Page excerpt
▬▬▬

My attempt : I got the answer but i didn't understand the answer given below marked in red box
My thinking : $$f(x)=c_1+c_2\cos x+c_3\sin x $$
$$T(f)(x)= cf(x)$$
$$
T(f)(x)= c c_1 + c c_2 \cos x + c c_3 \sin x
$$
I m not getting how $\pi$ come in the given answer https://math.stackexchange.com/a/3290699/557708 ?

▬▬▬

In the math forum post, which terms are added together in the formula for f(x)? The items after this point are separate from the math forum post.

▬▬▬

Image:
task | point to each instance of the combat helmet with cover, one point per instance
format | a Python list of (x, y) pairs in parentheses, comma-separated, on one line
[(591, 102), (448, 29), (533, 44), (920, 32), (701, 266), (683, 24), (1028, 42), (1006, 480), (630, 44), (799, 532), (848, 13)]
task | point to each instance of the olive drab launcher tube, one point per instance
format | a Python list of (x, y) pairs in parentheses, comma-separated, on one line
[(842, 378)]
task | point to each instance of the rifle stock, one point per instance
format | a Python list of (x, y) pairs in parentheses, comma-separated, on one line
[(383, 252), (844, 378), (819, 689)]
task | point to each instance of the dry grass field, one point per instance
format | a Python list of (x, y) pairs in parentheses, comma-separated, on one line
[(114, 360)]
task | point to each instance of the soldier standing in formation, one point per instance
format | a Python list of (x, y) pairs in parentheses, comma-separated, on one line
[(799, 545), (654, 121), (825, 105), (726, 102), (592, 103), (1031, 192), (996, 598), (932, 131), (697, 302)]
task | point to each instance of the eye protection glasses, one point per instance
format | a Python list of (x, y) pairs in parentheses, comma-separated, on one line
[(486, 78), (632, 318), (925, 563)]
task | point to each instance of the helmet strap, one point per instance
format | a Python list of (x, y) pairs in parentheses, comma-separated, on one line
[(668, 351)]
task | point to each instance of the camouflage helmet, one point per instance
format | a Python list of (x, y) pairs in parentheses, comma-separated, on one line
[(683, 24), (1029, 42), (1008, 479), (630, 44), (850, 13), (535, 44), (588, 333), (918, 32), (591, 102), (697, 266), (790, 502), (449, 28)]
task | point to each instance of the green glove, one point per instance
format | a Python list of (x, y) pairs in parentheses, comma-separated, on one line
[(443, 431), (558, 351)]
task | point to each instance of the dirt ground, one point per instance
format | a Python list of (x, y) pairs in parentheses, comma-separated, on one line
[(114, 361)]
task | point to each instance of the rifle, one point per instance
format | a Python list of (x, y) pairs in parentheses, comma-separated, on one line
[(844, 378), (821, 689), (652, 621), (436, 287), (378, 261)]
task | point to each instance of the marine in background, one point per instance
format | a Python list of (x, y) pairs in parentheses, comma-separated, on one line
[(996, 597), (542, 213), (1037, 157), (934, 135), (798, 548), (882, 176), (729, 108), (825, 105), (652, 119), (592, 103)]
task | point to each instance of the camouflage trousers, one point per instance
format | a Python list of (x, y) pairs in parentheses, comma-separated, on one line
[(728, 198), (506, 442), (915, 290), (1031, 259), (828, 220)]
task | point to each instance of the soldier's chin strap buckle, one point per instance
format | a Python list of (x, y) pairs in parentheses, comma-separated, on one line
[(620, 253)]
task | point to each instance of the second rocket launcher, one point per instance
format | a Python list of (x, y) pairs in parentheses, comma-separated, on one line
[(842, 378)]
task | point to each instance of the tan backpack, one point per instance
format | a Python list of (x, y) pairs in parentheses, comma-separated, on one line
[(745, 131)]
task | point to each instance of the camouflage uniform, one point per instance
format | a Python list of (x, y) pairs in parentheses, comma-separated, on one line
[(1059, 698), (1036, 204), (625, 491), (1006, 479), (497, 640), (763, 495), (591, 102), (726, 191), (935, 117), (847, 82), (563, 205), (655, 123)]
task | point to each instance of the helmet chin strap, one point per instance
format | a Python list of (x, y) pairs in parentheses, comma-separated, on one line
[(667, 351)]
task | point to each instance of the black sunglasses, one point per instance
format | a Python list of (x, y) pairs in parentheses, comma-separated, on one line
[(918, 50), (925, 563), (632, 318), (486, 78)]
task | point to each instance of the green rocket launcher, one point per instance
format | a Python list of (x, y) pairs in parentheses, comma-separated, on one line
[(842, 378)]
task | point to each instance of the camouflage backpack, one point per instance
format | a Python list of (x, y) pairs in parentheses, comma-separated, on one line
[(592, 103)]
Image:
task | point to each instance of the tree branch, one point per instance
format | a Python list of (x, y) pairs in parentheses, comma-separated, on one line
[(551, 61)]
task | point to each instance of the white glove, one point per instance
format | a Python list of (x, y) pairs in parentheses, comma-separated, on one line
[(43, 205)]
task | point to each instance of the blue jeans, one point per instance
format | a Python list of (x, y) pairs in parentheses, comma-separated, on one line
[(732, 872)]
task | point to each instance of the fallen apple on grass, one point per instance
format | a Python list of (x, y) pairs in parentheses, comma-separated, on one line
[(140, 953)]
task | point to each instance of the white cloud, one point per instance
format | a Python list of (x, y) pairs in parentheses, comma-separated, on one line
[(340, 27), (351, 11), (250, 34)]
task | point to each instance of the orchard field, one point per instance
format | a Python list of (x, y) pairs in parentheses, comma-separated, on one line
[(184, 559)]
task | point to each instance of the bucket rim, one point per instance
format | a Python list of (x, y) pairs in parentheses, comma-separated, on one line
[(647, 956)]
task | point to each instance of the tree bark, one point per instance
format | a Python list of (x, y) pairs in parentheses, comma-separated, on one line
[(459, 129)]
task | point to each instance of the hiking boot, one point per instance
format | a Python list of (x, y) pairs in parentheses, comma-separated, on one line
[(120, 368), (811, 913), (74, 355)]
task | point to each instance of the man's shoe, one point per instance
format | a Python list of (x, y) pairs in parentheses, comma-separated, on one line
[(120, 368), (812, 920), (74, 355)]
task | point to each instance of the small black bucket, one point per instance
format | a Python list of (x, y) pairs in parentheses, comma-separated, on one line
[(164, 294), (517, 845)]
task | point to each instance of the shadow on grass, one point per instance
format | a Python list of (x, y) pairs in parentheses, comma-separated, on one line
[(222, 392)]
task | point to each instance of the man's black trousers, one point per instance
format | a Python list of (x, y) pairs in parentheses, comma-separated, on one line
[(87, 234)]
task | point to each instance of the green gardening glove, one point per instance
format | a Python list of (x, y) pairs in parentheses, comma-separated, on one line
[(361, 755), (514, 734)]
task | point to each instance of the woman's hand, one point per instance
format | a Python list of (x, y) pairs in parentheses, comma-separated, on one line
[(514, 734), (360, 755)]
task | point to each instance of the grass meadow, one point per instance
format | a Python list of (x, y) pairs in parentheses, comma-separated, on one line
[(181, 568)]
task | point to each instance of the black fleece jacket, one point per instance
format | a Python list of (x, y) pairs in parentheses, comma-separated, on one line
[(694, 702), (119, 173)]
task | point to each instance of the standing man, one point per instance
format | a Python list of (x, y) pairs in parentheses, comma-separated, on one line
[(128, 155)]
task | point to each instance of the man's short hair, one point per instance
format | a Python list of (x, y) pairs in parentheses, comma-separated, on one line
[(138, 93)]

▬▬▬

Exercise answer
c_1, c_2 cos x, c_3 sin x